TASKS
1. In the anagrams post, how many matching words does the eight-letter grep command produce?
2. Copy the part of the anagrams post from "Sometimes however the" to "command like this." word for word.

STUDY TEXT
● ● ● ●

Anagrams

:date: 2023-07-24 15:50 :tags:

This post has many purposes.

I always read Merriam-Webster's Word Of The Day article and it often ends with an anagram puzzle. I can usually solve it just by the other clues but when I can't I like to use a simple bit of unix magic to give me a hint. On Linux (maybe Apples?) you can search for a regular expression like this.

grep '^[rtie]\+$' /usr/share/dict/words

In this case the anagram I'm looking for is something with the letters r, t, i, and e. This command will look through my system's word list and find words that contain one or more of these characters. I can further refine it by specifying I want 4 character words only with ^[rtie]\{4\}$. For sure the syntax is not pretty but it is succinct and effective. The problem with this exact strategy is that we will get not only correct words like rite, tier, and tire, but we will also get incorrect words like tree. However this strategy is usually sufficient to spot the solution and the puzzle is solved.

Sometimes however the puzzle turns out to be trickier. Today's was looking for a synonym for "evince" unscrambled from the following letters "tmiesafn". (I'm going to give the answer below, so solve it yourself now if you're keen to.) Using the strategy above gives me a command like this.

grep '^[tmiesafn]\{8\}$' /usr/share/dict/words

This produces 71 matching words e.g. "feminist", "satanism" etc. However only one of the matches uses these letters without duplicates and that can be difficult to spot. Is there a way to improve this and have it do what I really want?

For such low stakes tasks that are easily verifiable, you should now be starting to ask yourself if this is something a modern LLM AI assistant can help with. In the past it would not have been worth the effort for me to come up with a better solution to such a trivial problem but today, why not? There are a lot of problems like this which in the past just weren't worth messing with but today are.

● ● ● ●

Stored data entries:

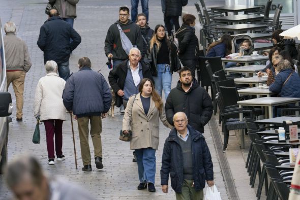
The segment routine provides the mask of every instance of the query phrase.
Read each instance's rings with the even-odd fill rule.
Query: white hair
[[[16,32],[16,24],[12,21],[8,21],[4,24],[4,31],[6,34]]]
[[[57,64],[55,61],[48,60],[46,62],[45,65],[45,68],[46,69],[46,72],[47,74],[51,72],[57,72]]]
[[[131,51],[132,51],[133,50],[137,51],[138,52],[138,53],[139,54],[140,56],[141,56],[141,51],[140,51],[140,50],[136,47],[132,47],[131,49],[130,49],[130,51],[129,51],[129,54],[131,54]]]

● ● ● ●

EXERCISE RESULTS
1. It produces 71 matching words.

2.
Sometimes however the puzzle turns out to be trickier. Today's was looking for a synonym for "evince" unscrambled from the following letters "tmiesafn". (I'm going to give the answer below, so solve it yourself now if you're keen to.) Using the strategy above gives me a command like this.